··· Records to use

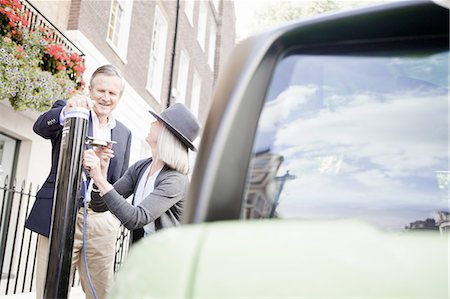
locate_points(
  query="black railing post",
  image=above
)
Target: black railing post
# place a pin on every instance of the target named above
(67, 191)
(6, 217)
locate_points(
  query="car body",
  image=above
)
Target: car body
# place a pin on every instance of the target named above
(323, 170)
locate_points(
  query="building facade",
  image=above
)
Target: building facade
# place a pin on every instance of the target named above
(168, 51)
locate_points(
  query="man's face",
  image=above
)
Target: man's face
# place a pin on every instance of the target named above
(105, 93)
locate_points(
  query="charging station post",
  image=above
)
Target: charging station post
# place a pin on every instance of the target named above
(67, 193)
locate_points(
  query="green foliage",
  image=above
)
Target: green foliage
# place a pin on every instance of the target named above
(34, 70)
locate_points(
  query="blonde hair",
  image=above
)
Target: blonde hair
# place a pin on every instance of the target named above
(172, 151)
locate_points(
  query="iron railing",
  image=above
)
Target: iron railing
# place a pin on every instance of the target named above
(18, 245)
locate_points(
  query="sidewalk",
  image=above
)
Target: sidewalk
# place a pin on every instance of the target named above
(75, 293)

······

* Set problem: Pick out every line in the material above that contains the string "query", and copy each one.

* Output of the exercise:
  query="black railing post",
  query="car body",
  query="building facade",
  query="man's face",
  query="charging station post",
  query="green foliage",
  query="blonde hair",
  query="iron railing",
  query="sidewalk",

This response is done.